## TASK INSTRUCTIONS
Determine how many lines in the entries below hold "black". Respond with that number only.
╭─ AVAILABLE DATA
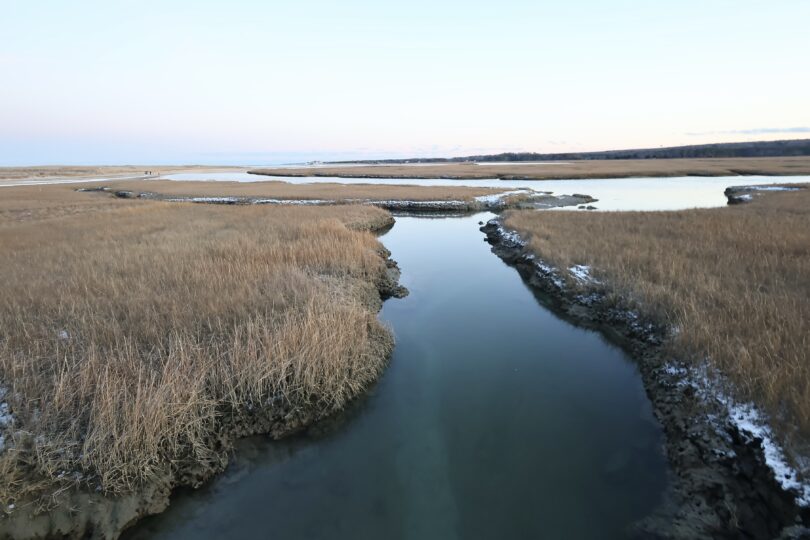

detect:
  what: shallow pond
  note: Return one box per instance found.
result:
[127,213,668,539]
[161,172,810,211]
╰─
╭─ AVAILABLE DATA
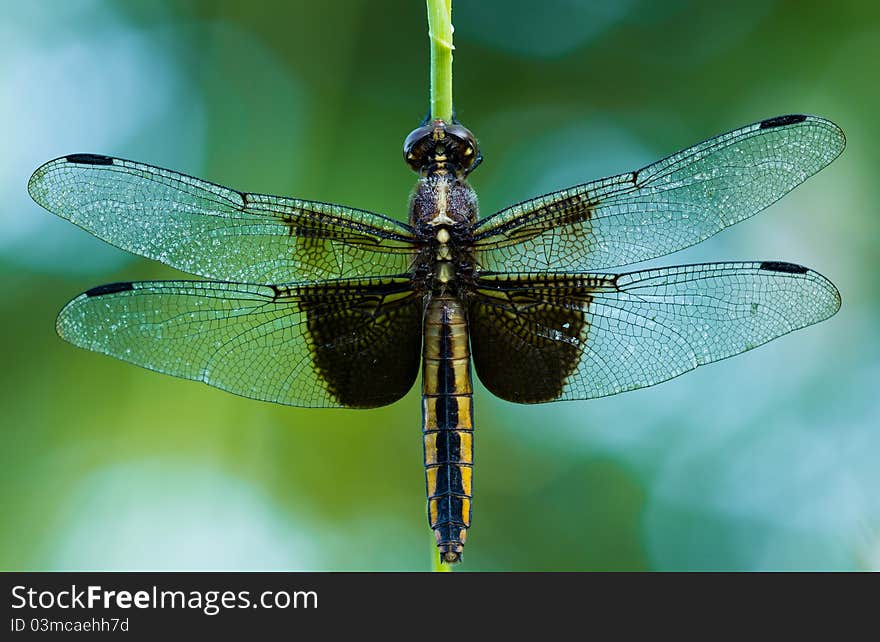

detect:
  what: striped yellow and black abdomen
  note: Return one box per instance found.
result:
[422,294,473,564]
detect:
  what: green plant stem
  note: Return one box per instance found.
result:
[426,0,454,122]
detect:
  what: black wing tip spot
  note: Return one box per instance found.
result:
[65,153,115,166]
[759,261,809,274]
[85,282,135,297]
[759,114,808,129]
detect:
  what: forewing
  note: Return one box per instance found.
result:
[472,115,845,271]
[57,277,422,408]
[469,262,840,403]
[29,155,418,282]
╰─
## YOUR RESPONSE
2